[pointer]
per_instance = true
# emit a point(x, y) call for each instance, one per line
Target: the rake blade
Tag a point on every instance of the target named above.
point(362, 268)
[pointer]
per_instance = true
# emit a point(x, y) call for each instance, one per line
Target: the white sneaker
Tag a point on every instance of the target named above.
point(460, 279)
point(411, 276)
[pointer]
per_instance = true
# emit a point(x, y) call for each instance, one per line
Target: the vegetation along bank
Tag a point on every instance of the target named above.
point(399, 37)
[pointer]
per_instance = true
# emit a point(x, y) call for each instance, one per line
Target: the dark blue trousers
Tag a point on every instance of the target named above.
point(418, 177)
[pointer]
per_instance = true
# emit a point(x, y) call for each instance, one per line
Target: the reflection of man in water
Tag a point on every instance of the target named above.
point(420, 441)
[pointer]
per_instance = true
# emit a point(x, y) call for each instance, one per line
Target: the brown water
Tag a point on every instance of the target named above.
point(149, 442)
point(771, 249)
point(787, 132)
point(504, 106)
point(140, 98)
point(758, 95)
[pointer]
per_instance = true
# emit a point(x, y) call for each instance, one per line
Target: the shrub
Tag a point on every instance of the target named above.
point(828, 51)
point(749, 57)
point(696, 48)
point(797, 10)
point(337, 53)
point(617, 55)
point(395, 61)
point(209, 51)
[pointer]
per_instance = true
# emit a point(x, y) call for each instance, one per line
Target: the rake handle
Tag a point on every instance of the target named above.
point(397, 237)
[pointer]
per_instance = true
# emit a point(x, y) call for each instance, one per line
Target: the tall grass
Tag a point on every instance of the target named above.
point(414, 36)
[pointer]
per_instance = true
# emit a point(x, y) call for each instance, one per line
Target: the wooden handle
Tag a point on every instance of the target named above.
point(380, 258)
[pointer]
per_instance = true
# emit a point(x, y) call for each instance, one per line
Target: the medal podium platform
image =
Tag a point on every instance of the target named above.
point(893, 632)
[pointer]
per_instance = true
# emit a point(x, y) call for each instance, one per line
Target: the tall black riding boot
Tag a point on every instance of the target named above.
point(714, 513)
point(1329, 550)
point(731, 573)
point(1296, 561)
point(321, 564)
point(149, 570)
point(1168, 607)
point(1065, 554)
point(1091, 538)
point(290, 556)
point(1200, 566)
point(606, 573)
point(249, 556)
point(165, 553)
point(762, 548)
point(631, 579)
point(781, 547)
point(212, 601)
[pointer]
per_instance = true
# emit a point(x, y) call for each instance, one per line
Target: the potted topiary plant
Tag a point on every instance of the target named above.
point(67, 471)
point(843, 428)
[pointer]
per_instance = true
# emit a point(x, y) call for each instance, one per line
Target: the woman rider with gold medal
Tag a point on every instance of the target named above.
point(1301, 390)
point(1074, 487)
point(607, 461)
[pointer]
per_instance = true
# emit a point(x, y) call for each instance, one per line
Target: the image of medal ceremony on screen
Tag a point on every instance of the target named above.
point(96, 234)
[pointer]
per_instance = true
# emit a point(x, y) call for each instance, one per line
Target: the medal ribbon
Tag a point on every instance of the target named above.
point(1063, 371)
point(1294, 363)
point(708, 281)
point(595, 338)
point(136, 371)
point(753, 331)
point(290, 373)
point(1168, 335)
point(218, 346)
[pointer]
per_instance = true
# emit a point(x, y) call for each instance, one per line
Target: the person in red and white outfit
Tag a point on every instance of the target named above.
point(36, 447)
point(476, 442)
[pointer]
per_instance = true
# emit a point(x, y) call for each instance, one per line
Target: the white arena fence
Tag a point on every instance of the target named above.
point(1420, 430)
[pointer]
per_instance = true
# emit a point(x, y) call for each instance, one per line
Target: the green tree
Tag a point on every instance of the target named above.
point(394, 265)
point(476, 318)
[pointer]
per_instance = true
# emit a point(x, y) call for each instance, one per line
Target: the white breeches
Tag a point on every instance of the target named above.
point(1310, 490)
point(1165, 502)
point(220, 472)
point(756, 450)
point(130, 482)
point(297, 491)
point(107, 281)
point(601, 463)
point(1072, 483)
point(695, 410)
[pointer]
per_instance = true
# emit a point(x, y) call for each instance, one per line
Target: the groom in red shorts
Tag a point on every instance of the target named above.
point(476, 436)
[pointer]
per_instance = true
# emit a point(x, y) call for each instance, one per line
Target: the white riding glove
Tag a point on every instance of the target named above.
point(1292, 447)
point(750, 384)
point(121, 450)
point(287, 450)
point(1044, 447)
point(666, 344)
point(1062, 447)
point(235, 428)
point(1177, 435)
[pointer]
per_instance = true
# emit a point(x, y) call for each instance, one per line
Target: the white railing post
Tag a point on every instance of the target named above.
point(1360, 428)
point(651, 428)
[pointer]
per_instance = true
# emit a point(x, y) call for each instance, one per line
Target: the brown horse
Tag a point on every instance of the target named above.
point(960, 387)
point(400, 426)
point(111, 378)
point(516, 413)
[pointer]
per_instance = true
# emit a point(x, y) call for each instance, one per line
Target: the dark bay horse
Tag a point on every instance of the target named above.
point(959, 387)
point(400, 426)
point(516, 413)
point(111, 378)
============
Using the data above, repeat exactly the lines that begin at the line with "Target: the reflection of man in water" and end at the line with "Target: the shrub", both ends included.

Response box:
Target: the reflection of man in water
Tag a point on every instance of the target named above.
point(420, 441)
[pointer]
per_instance = true
# emit a point(x, y) call for each instance, one per line
Target: the brown water
Tag a point on every instance of the target named above.
point(149, 442)
point(771, 249)
point(787, 132)
point(504, 106)
point(140, 98)
point(758, 95)
[pointer]
per_instance = true
# emit a point(x, y) call for each instance, one per line
Target: the shrub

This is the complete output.